Dataset excerpts:
>>>
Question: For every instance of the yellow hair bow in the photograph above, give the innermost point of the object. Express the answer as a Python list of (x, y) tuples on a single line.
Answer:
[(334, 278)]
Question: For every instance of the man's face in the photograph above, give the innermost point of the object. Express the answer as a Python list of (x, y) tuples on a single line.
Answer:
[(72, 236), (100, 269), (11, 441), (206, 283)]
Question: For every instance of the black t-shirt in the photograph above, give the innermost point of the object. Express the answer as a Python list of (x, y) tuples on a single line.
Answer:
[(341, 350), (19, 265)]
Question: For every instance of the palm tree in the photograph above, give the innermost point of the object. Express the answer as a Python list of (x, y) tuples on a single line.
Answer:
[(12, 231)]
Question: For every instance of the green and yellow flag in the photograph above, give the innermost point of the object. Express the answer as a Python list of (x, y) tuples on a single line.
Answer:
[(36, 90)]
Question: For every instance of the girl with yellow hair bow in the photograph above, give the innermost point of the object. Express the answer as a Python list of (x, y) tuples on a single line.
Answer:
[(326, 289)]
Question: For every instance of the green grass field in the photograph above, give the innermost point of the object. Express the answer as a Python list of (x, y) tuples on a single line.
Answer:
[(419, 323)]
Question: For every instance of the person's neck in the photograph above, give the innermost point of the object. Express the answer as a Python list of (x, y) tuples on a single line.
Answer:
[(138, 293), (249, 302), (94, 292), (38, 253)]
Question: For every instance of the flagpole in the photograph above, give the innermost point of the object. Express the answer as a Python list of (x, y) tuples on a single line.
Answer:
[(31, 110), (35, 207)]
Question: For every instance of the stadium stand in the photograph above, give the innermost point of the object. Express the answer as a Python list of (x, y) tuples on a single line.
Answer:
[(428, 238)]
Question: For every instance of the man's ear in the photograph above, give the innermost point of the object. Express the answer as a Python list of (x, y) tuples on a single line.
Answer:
<<<
__INSTRUCTIONS FOR THE TASK__: Please print the data above exactly as it appears.

__WRITTEN RESPONSE__:
Question: For every instance of the yellow hair bow in the photograph above, give the innermost point of the object. Express the answer as a Python list of (x, y) tuples on a single line.
Answer:
[(334, 278)]
Question: For every instance of the man's face in the photograph above, give the innermost point of the object. Express the answer as a Python list of (x, y) tuples on a single line.
Answer:
[(72, 236), (100, 269), (11, 441), (206, 283)]
Question: For every instance of the black t-shirt in the photograph above, give the innermost point of the object. Express the answer as a Python list of (x, y) tuples on a single line.
Answer:
[(341, 350), (19, 265)]
Question: For every instance of the palm tree in the photograph above, give the innermost point of the object. Express the answer as a Python list of (x, y) tuples on a single line.
Answer:
[(12, 231)]
Question: For every instance of the green and yellow flag in the photograph above, give the innermost point of the object. Express the answer as a Python list of (x, y) tuples on a single line.
Answer:
[(36, 90)]
Question: For every instance of the girl with yellow hair bow in the photograph above, give the innermost point of the object. Express the answer as a Python list of (x, y) tuples on a single line.
Answer:
[(326, 289)]
Question: For every instance of the green grass field in the photograph above, give the innermost point of the object. Express the answer as a Python list of (x, y) tuples on a single line.
Answer:
[(419, 323)]
Question: For every instance of the person's neck in the photograph above, give the innermost point of the object. Express the answer as a Python list of (x, y) tuples on a single line.
Answer:
[(138, 293), (249, 302), (94, 292), (38, 253)]
Question: For every instance of the flagpole in the photograph above, give the innermost point of the object. Express the answer as a Python list of (x, y) tuples on a single line.
Answer:
[(31, 110), (35, 207)]
Question: For every instance of the stadium stand in the photograph above, give the innermost point of the object. Express the answer as a Python list of (x, y) tuples on a single line.
Answer:
[(428, 238)]
Question: For every instance of the man's ear in the photograph above, give the innermost point of the object. Express the answer as a Python list of (x, y) tuples on a single line.
Answer:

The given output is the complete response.